■ **SHORT PROBLEM**
Repeat the records verbatim, starting with their first line and ending with the line that contains "pixel 239 43". Include both of those lines.

- - - - -

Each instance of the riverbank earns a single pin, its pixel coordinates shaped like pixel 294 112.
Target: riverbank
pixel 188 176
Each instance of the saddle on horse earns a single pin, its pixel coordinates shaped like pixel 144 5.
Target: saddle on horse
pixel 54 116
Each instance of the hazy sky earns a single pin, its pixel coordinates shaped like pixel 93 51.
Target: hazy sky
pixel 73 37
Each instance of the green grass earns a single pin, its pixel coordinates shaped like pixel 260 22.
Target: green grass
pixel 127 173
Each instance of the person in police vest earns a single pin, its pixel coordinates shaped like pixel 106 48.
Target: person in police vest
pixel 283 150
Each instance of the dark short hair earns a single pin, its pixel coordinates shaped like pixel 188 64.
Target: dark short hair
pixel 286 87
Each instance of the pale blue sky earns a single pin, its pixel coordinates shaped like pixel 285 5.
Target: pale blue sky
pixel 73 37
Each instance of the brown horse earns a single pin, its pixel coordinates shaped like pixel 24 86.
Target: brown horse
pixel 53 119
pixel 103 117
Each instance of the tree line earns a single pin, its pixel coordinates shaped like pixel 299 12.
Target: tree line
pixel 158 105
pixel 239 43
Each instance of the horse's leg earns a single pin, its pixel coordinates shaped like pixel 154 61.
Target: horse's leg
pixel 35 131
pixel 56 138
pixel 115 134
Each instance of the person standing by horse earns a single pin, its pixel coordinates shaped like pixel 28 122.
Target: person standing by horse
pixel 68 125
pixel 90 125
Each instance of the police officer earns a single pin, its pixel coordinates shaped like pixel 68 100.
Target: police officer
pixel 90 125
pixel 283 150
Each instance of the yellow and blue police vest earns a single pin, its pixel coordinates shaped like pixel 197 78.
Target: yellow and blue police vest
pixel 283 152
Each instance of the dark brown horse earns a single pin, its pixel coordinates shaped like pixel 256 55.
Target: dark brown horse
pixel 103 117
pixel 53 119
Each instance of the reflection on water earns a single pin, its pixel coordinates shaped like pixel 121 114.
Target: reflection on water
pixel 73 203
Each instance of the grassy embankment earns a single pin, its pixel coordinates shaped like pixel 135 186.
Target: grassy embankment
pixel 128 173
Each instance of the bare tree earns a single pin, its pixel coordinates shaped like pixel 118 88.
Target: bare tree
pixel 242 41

- - - - -

■ **RESPONSE TO THIS TASK**
Each instance of the riverbank earns a single pin, its pixel coordinates shaped like pixel 294 112.
Target: riverbank
pixel 188 176
Each instance of the saddle on horse earns a single pin, its pixel coordinates shaped like pixel 144 5.
Target: saddle on horse
pixel 54 116
Each instance of the hazy sky earns a single pin, its pixel coordinates shaped like pixel 93 51.
Target: hazy sky
pixel 73 37
Each instance of the green grass earns a single pin, its pixel coordinates shaped like pixel 260 22.
Target: green grass
pixel 127 173
Each instance of the person in police vest earns a single pin, its pixel coordinates shaped like pixel 106 48.
Target: person in police vest
pixel 283 150
Each instance of the dark short hair earns a single pin, its pixel coordinates shaped like pixel 188 64.
Target: dark short hair
pixel 286 87
Each instance of the pale blue sky earns a single pin, its pixel coordinates shaped like pixel 285 5.
Target: pale blue sky
pixel 73 37
Each instance of the brown horse earns a single pin, its pixel coordinates shaped like pixel 24 86.
Target: brown horse
pixel 53 119
pixel 103 117
Each instance of the tree line earns a single pin, its pixel coordinates shaped like pixel 299 12.
Target: tree line
pixel 158 105
pixel 239 43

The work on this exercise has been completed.